- Exercise aim -
Copy out every entry, keeping each character the same.

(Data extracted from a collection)
^^^^^^^^

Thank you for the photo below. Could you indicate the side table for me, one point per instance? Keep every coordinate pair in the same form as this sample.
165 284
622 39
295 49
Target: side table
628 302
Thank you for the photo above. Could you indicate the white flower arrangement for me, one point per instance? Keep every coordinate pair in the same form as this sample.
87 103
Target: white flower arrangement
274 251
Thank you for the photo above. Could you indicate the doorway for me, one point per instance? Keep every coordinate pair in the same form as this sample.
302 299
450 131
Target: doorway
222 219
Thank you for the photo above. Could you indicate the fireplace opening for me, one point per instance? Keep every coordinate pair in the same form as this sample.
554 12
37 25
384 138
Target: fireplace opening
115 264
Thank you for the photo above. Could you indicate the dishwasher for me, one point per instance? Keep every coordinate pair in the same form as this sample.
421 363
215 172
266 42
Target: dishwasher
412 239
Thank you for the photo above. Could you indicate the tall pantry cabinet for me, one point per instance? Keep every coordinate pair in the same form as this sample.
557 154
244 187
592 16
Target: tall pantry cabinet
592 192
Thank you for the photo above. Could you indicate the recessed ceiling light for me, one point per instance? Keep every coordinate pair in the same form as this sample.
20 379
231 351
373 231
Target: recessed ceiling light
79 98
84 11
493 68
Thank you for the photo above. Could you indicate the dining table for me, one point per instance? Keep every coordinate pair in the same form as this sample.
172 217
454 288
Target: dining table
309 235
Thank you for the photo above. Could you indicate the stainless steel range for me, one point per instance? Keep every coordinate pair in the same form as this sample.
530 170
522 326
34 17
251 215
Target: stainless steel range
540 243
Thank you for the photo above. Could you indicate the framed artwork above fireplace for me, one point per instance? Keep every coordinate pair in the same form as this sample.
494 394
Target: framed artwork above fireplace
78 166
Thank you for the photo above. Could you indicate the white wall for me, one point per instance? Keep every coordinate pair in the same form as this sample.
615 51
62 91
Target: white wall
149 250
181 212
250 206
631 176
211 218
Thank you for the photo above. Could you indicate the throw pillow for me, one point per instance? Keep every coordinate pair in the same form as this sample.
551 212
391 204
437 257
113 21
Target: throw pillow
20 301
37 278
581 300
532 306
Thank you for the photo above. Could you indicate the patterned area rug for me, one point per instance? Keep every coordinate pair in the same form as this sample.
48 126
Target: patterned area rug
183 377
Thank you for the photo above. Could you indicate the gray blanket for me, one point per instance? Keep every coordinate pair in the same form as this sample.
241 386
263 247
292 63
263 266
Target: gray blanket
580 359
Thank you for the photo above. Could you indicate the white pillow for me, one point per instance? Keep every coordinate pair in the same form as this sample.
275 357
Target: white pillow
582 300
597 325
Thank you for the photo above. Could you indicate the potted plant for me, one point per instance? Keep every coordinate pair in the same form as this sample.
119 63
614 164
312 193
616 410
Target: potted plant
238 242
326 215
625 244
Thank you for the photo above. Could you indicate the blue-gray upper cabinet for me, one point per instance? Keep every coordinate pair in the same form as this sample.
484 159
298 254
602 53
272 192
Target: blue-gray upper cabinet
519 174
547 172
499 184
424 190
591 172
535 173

^^^^^^^^

- Problem solution -
Thank you for the photo below. Could you indicate the side table for me, one point per instance? Keep every coordinate pair in the same form as this sample.
165 284
622 39
295 49
Target: side table
628 302
Thank you for the photo above. Could you indicate the white flower arrangement for me, one point per instance? Keep every coordinate pair in the same form as this sample.
87 103
Target: white flower arrangement
274 251
Thank you for the photo above. Could you indicate the doorway for me, one point per instance? Keep every coordinate pair in the same form as this sample.
302 299
450 131
Target: doorway
222 219
Thank you for the photo above. Could you indicate the fireplace opening for me, one point per instance? Keep every coordinate pair in the same form as this sample.
554 12
37 25
384 138
Target: fireplace opening
115 264
Thank you for the photo above. Could you indicate the dishwasher for me, one point per instance? Keep every coordinate pair in the same form as this sample.
421 363
215 172
266 42
Target: dishwasher
412 239
Thank you for the photo above. Could you indicate the tall pantry cabinet for me, one point per instance? Keep every coordinate pair in the same form as this sample.
557 154
244 187
592 16
Target: tall pantry cabinet
592 192
Thank you for the photo above. Could you indicate the recessed ceiling light for me, one point per instance? Keep every coordinate pair in the same form as this sample.
20 379
231 351
373 231
Target: recessed ceiling light
79 98
84 11
493 68
Thank you for the photo above. Could you indicate the dining table for me, one point per instance? Keep every coordinate pair in the same form as this sample.
172 217
454 288
Target: dining table
309 235
Thank you for the photo above. Could you indicate the stainless steel range for me, one point per instance? Keep every coordinate pair in the same form as this sample.
530 170
522 326
34 17
251 215
Target: stainless steel range
540 243
Thank you for the photo above. Could you indicate the framed artwork above fireplace for me, one point per instance? Keep every coordinate pair in the same form as this sample.
494 394
Target: framed artwork above fireplace
78 166
Thank you for the photo above. Could you indicate the white wall for me, one point per instance? Keep every coordinate pair in the same form as this sample.
615 51
62 91
Target: white wall
149 250
181 212
250 206
631 176
211 218
Thank you for the photo above. Could you indicate the throw pillow for me, one point per instance? Keep every coordinate pair in the same form as this sample.
551 212
391 204
437 257
113 21
Target: throw pillow
20 301
37 278
581 300
532 306
Thank you for the photo above. Could you indicate the patterned area rug for me, one point per instance? Keep every coordinate pair in the same form as this sample.
48 126
Target: patterned area rug
183 377
Thank you for the photo above. Could you indicate the gray blanket for me, one point per instance? Keep every coordinate pair in the same form as this sample.
241 386
263 247
292 63
263 266
Target: gray blanket
580 359
Thank you for the photo above. Could you indicate the white pillow for me, one point per instance? Keep every coordinate pair in the same form as this sample.
275 357
Target: white pillow
582 300
597 325
Thank you for the photo above. Could you indicate the potted plant for me, one point per instance? Keep every coordinate pair in the same form as this sample.
119 63
614 164
312 193
616 410
Target: potted plant
238 242
326 215
625 244
Thank you for the photo above. Could you indicate the blue-gray upper cabinet for me, one point per instance? Keep every coordinate pair in the same form as this sample.
484 159
298 254
602 53
272 192
Target: blue-gray upper cabinet
519 174
547 172
499 184
424 190
591 172
535 173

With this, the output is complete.